> [PASSAGE PROVIDED]:

Any hope for relief in the summer was lost as well.
Recalled Victor: “It was even worse when the summer rolled around and we realized we weren’t going to have a club season. I definitely like the summers. Playing on my club team are some of my best memories. I loved all the girls there, and it was really tough not to be able to get out there with them every day. It was the first summer of my life that I didn’t play lacrosse all summer long and go to tournaments every other weekend. It just felt like so much was missing.”
Looking beyond the lost summer, there were negative ripple effects with school team.
“It was frustrating for me a lot, too, because I felt like I had made a lot of progress as a freshman, playing-wise, and had gotten a lot better,” she said. “I was excited to get back on the field and make a difference on the team at South more than I had done my freshman year. In my freshman year, I had taken more of a reserved role on the team. That was tough.”
Victor said that working alone at home on her lacrosse skills became her “only outlet,” so she doesn’t feel like her skills eroded much during the prolonged layoff.

> [SUPPLIED INFORMATION]:
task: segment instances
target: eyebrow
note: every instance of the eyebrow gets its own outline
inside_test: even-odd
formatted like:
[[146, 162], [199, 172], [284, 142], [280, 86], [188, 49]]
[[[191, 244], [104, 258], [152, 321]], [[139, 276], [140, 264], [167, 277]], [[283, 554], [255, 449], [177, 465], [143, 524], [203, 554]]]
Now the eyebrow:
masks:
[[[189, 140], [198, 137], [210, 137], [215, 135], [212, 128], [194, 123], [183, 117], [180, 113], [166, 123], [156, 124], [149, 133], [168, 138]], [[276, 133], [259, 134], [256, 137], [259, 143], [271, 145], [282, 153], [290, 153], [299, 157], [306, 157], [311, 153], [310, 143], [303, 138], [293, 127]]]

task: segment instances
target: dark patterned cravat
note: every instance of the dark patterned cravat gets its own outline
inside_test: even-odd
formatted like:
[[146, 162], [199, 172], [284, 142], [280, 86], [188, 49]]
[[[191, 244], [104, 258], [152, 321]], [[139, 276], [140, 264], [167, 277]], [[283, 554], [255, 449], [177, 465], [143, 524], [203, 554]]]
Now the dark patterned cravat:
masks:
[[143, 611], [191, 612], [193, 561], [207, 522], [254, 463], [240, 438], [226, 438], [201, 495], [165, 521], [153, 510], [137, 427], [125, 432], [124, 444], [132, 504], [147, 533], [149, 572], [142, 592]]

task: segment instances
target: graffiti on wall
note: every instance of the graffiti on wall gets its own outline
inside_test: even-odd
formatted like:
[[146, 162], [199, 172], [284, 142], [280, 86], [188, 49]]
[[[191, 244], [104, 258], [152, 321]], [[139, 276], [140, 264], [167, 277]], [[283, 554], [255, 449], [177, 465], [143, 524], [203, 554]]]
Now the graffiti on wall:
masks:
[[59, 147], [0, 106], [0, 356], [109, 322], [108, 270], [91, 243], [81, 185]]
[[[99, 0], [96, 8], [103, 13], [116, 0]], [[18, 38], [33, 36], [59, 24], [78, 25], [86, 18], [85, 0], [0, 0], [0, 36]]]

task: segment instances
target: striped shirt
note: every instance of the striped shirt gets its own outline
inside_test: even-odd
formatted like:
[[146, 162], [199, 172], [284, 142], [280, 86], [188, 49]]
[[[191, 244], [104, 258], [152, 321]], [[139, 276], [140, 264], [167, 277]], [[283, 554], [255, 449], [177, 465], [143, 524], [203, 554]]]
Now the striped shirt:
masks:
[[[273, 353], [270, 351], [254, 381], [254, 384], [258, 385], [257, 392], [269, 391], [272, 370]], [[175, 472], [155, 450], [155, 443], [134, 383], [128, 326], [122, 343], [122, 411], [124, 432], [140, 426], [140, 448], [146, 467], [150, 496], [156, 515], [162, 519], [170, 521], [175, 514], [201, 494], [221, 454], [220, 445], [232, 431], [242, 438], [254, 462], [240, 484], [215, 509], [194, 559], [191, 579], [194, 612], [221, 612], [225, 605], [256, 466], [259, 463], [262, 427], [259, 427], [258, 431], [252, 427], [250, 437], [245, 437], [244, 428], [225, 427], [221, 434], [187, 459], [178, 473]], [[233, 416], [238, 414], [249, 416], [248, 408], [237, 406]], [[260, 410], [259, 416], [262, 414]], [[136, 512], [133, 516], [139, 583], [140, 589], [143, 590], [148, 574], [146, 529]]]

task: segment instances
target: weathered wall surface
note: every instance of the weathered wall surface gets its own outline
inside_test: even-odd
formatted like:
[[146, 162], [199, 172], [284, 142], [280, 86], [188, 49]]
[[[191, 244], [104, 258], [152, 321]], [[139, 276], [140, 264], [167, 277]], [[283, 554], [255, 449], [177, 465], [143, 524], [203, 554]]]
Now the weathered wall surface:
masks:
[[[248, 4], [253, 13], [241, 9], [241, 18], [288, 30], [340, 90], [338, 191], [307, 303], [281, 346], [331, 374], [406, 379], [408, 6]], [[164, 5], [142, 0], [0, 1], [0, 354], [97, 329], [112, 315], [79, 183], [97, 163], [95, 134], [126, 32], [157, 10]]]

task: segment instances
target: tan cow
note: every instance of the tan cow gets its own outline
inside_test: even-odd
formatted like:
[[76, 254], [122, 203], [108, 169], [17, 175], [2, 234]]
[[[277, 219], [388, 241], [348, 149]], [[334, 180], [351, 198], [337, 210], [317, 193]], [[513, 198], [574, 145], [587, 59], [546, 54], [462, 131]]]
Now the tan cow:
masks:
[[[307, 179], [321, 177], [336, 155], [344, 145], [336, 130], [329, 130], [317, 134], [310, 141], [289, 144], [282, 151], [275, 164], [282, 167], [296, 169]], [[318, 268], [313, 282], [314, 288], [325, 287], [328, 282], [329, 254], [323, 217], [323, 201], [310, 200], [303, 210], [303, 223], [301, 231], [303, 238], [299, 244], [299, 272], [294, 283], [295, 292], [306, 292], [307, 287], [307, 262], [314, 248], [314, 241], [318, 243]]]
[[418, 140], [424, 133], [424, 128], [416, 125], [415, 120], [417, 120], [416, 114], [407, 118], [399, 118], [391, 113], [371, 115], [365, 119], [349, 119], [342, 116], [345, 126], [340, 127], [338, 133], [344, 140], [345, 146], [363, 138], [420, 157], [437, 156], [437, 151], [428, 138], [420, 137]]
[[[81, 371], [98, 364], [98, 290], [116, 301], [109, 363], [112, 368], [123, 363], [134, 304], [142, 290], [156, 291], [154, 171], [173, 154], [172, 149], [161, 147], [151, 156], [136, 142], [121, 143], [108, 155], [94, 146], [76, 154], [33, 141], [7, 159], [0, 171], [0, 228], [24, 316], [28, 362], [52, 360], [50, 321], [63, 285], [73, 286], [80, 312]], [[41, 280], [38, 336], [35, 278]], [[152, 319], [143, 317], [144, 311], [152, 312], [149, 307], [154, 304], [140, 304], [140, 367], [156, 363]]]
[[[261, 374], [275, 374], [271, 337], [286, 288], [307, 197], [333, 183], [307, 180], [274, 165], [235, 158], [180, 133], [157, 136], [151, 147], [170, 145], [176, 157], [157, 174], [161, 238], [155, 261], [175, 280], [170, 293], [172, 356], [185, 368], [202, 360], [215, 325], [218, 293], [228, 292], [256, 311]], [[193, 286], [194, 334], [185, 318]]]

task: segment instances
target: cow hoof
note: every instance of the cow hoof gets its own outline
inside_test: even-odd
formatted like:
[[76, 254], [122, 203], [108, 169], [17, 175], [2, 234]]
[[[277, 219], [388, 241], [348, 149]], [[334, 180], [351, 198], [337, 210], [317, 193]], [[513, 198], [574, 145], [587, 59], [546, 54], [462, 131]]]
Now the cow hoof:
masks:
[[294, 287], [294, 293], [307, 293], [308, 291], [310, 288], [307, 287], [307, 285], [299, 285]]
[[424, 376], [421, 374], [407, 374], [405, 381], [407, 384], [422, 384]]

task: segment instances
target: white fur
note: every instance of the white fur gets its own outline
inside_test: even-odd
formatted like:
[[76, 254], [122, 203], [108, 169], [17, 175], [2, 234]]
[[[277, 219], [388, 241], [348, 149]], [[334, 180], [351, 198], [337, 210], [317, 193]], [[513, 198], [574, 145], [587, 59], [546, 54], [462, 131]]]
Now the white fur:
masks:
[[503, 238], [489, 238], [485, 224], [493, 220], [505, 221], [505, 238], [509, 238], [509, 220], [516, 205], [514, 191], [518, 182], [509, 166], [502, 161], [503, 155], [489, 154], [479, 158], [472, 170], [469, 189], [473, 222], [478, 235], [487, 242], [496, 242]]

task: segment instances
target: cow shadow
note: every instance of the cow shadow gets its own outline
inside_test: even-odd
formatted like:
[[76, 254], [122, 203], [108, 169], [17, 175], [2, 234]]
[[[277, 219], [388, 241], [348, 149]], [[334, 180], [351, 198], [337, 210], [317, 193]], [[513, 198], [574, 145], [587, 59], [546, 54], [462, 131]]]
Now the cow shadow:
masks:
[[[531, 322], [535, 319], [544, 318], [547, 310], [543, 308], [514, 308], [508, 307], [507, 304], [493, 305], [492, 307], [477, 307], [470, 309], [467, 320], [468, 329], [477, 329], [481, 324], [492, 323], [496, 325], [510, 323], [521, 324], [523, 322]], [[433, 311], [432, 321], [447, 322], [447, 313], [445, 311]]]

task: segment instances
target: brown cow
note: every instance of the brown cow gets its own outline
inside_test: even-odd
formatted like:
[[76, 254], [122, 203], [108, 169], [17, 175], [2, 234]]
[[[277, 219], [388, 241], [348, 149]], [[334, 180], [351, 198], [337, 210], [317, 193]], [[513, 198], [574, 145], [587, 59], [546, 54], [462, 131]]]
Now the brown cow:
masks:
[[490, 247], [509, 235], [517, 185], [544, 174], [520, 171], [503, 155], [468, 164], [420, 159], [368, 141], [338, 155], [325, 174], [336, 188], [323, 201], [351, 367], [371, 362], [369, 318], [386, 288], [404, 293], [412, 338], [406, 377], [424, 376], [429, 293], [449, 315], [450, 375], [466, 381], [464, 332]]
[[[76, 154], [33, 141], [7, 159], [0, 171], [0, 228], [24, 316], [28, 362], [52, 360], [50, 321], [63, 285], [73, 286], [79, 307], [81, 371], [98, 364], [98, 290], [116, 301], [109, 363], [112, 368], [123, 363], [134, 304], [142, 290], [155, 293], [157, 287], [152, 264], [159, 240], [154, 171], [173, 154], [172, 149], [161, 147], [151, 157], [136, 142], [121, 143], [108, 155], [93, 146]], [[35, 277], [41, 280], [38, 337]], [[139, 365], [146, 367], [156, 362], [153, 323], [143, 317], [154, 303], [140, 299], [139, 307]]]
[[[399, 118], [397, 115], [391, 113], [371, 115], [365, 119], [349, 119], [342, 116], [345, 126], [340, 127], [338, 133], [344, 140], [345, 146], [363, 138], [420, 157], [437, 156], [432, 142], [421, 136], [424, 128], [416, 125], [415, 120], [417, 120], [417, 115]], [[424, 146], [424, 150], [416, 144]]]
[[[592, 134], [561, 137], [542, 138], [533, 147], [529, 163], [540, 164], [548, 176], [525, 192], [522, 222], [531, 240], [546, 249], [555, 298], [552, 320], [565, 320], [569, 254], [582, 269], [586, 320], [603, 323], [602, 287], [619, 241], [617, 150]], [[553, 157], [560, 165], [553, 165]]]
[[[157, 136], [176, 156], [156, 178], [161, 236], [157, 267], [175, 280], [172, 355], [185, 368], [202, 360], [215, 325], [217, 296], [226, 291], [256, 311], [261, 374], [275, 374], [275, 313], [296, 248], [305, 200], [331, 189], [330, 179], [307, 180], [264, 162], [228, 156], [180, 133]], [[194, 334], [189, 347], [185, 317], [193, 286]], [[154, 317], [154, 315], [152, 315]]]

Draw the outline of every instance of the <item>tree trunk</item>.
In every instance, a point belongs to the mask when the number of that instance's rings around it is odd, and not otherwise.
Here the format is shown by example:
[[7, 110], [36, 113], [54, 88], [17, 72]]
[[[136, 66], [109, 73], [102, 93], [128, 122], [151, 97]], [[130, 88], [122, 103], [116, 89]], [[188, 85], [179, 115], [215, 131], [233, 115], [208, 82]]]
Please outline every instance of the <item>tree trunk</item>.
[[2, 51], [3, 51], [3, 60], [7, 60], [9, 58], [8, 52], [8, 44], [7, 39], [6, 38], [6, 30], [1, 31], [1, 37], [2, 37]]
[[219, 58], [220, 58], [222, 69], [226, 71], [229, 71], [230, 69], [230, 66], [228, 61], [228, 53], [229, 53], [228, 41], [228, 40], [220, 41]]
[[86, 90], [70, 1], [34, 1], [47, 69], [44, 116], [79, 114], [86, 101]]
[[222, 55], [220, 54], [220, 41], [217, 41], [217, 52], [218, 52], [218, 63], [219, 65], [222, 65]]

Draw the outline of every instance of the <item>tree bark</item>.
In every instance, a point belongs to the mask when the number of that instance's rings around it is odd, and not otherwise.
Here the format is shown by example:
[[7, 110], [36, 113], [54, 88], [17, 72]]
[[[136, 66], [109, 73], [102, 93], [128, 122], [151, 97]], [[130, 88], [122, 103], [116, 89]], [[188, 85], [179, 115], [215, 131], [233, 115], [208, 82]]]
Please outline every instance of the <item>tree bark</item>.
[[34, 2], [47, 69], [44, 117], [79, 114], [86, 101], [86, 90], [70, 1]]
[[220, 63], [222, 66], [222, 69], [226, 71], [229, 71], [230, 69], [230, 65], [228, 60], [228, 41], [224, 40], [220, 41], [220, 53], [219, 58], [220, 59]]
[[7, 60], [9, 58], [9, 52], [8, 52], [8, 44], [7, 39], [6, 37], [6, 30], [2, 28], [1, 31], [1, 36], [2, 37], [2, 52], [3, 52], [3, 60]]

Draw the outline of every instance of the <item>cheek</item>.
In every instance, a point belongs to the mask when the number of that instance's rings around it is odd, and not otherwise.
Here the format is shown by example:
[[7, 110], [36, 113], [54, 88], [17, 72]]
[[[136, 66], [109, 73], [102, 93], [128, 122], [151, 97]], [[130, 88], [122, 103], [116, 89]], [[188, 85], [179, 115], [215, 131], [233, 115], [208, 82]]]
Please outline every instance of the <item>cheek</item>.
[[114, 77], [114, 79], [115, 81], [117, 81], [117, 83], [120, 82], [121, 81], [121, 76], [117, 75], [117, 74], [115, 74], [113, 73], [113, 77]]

> [QUESTIONS ON THE MATERIAL]:
1: In the lacrosse passage, what did working alone at home on her lacrosse skills become for Victor?
2: Reproduce the lacrosse passage word for word, from "Victor said that" up to and including "the prolonged layoff.".

> [ANSWERS FOR THE TASKS]:
1: It became her "only outlet."

2:
Victor said that working alone at home on her lacrosse skills became her “only outlet,” so she doesn’t feel like her skills eroded much during the prolonged layoff.